> The task
Repeat, line for line, the entries printed below.

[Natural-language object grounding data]
>>>>

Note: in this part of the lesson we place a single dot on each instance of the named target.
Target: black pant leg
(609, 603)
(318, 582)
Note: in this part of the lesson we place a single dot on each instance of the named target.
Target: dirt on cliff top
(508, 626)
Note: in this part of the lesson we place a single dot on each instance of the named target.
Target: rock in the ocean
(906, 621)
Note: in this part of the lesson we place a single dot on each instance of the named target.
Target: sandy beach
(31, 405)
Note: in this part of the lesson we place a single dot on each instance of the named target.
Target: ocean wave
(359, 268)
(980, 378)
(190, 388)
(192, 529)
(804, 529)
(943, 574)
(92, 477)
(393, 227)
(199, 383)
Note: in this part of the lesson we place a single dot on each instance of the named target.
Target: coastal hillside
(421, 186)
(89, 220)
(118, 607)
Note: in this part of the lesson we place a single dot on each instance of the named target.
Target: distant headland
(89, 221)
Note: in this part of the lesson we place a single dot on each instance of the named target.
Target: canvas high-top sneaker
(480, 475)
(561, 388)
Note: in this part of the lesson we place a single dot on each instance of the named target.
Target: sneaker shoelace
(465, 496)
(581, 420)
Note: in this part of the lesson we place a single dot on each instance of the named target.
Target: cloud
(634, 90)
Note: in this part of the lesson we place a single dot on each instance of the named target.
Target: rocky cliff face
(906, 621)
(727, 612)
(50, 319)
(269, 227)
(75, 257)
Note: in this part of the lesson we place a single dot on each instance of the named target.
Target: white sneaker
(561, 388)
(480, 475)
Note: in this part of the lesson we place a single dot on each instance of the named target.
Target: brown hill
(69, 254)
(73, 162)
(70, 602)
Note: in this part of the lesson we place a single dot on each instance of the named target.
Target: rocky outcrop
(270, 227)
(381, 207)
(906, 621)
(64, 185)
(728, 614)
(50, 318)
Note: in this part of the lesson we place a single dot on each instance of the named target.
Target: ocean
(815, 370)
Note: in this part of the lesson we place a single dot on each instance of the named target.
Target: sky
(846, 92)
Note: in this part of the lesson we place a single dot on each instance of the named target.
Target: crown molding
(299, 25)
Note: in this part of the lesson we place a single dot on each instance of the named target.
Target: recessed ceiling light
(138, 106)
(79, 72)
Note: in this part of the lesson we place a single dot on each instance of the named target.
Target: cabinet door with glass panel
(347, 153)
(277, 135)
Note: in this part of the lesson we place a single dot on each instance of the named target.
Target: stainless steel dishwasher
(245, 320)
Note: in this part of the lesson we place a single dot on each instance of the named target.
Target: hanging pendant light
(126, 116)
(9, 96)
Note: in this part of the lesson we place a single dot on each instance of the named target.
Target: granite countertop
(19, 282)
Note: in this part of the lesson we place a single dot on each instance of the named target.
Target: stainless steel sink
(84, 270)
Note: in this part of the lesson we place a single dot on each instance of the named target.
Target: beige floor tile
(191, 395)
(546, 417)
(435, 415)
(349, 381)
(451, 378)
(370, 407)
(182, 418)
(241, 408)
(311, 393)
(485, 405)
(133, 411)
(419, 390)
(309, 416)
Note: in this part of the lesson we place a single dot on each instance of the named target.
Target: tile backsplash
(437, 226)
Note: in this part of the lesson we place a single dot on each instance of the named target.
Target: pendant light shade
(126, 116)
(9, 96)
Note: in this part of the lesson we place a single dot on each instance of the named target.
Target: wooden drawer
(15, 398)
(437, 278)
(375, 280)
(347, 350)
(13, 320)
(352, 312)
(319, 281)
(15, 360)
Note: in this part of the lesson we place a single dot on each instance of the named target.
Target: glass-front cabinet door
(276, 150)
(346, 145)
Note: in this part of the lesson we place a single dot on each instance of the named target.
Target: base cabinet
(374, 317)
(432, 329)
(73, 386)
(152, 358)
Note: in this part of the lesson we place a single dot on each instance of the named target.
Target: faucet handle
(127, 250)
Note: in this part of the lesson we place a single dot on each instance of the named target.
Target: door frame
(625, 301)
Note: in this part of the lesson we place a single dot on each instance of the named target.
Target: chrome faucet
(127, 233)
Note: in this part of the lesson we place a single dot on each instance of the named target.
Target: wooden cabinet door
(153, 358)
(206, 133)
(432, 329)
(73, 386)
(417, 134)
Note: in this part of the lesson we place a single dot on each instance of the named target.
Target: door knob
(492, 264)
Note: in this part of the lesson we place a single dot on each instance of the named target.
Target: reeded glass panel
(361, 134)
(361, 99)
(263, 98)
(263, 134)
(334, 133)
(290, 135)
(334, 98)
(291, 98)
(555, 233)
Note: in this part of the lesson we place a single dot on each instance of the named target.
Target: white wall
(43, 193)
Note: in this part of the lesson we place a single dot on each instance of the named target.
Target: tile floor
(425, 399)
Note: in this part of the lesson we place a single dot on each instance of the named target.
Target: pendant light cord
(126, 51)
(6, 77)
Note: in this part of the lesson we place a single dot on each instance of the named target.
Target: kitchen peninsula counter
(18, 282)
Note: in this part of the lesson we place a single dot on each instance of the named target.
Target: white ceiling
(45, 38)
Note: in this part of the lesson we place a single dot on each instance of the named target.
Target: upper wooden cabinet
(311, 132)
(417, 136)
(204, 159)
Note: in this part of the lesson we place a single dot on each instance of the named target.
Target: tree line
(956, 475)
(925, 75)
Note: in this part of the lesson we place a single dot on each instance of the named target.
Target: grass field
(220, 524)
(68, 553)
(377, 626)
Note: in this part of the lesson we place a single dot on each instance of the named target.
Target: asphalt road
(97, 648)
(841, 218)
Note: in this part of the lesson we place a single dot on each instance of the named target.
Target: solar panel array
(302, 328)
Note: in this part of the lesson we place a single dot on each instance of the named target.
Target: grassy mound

<<<<

> Answer to this exercise
Note: in this part of the lesson we place a single dot on each instance of the named target.
Target: black pant leg
(609, 603)
(318, 582)
Note: in this part of the lesson we place a single dot on each instance of the named target.
Target: dirt on cliff top
(508, 626)
Note: in this part of the lesson we place a single dot on each instance of the named target.
Target: rock in the ocean
(906, 621)
Note: in this part of the lesson we place a single dot on each instance of the named target.
Target: sandy beach
(31, 405)
Note: in this part of the lesson we place a single dot on each instance of the named target.
Target: ocean wave
(359, 268)
(980, 378)
(190, 388)
(192, 529)
(804, 529)
(943, 574)
(92, 477)
(393, 227)
(199, 383)
Note: in this part of the lesson we place a single dot on each instance of the named target.
Target: coastal hillside
(421, 186)
(89, 220)
(118, 607)
Note: in this part of the lesson we place a single dot on each instance of the named target.
Target: distant headland
(89, 221)
Note: in this part of the lesson we place a single dot on each instance of the named target.
Target: canvas high-top sneaker
(480, 475)
(561, 388)
Note: in this part of the lesson we place a single dot on each instance of the named target.
Target: sneaker shoelace
(465, 496)
(581, 420)
Note: in this part of the lesson we place a single dot on each instance of the named target.
Target: cloud
(634, 90)
Note: in this part of the lesson we place a single dot on each instance of the named target.
Target: rocky cliff face
(906, 621)
(727, 612)
(50, 319)
(269, 227)
(75, 257)
Note: in this part of the lesson we place a single dot on each instance of the named target.
Target: white sneaker
(561, 388)
(480, 475)
Note: in this part of the lesson we place a single dot on each instance of the named target.
Target: brown hill
(69, 254)
(73, 162)
(70, 602)
Note: in this part of the lesson we place a single dot on each instance of the named target.
Target: rocky outcrop
(270, 227)
(381, 207)
(906, 621)
(64, 185)
(728, 614)
(50, 318)
Note: in this part of the lesson we place a single dot on each instance of the named target.
Target: ocean
(815, 370)
Note: in this part of the lesson we place a single dot on each instance of the named target.
Target: sky
(846, 92)
Note: in this part of the lesson we place a single dot on each instance of the named target.
Target: crown molding
(299, 25)
Note: in this part of the lesson we place a single dot on each instance of the named target.
Target: recessed ceiling light
(138, 106)
(79, 72)
Note: in this part of the lesson we place a single dot on each instance of the named target.
Target: cabinet door with glass panel
(347, 153)
(277, 135)
Note: in this part of the lesson we place a single dot on each instance of the named target.
Target: stainless steel dishwasher
(245, 320)
Note: in this part of the lesson we place a single dot on each instance of the named target.
Target: hanging pendant light
(126, 116)
(9, 96)
Note: in this part of the lesson we place a single dot on each instance of the named target.
Target: granite countertop
(19, 282)
Note: in this part of the lesson we place a single dot on each instance of the named target.
Target: stainless steel sink
(84, 270)
Note: in this part of the lesson we place a single dot on each instance of the named target.
Target: beige floor tile
(191, 395)
(546, 417)
(435, 415)
(349, 381)
(451, 378)
(370, 407)
(182, 418)
(241, 408)
(311, 393)
(485, 405)
(133, 411)
(419, 390)
(309, 416)
Note: in this part of the lesson we place a single dot on each instance of the named target.
Target: tile backsplash
(437, 226)
Note: in this part of the lesson we place a single dot on each instance of the named target.
Target: pendant light shade
(126, 116)
(9, 96)
Note: in this part of the lesson we place a single dot on each instance of the named target.
Target: wooden drawer
(15, 398)
(437, 278)
(375, 280)
(347, 350)
(13, 320)
(352, 312)
(319, 281)
(15, 360)
Note: in this part of the lesson we place a single dot on each instance of the named target.
Target: glass-front cabinet door
(276, 150)
(346, 145)
Note: in this part of the lesson we place a single dot on each instance of the named target.
Target: base cabinet
(374, 317)
(432, 329)
(73, 386)
(152, 358)
Note: in this part of the lesson we place a single dot on each instance of the named target.
Target: faucet handle
(127, 250)
Note: in this part of the lesson we place a single dot on each instance of the named target.
Target: door frame
(625, 301)
Note: in this part of the lesson we place a single dot on each instance of the named target.
Target: chrome faucet
(127, 233)
Note: in this part of the lesson we place a single dot on each instance of the named target.
Target: wooden cabinet door
(153, 358)
(206, 133)
(432, 329)
(73, 386)
(417, 134)
Note: in this part of the lesson we place a single dot on each instance of the named target.
Target: door knob
(492, 264)
Note: in this part of the lesson we place a single dot on each instance of the named target.
Target: reeded glass panel
(361, 134)
(361, 99)
(263, 98)
(263, 134)
(334, 133)
(290, 135)
(334, 98)
(291, 98)
(555, 233)
Note: in this part of the lesson we place a single dot on each instance of the named target.
Target: white wall
(43, 193)
Note: in this part of the lesson we place a single dot on each instance of the named target.
Target: tile floor
(425, 399)
Note: in this part of the lesson we place a single dot on each instance of the named target.
Target: pendant light cord
(126, 51)
(6, 77)
Note: in this part of the lesson we place a single dot on each instance of the named target.
Target: kitchen peninsula counter
(18, 282)
Note: in this part of the lesson we place a single dot on each instance of the named target.
Target: white ceiling
(45, 38)
Note: in this part of the lesson we place a single dot on each instance of the named target.
Target: upper wooden cabinet
(311, 132)
(417, 136)
(204, 159)
Note: in this part of the lesson we place a single dot on each instance of the named target.
Target: tree line
(956, 475)
(925, 75)
Note: in this part of the lesson we place a single dot on each instance of the named target.
Target: grass field
(220, 524)
(68, 553)
(377, 626)
Note: in this part of the lesson we place a single dot on each instance of the named target.
Target: asphalt road
(97, 648)
(841, 218)
Note: in this part of the lesson we place a single dot on each instance of the named target.
Target: solar panel array
(302, 328)
Note: in this part of the lesson we place a single dot on each instance of the named target.
Target: grassy mound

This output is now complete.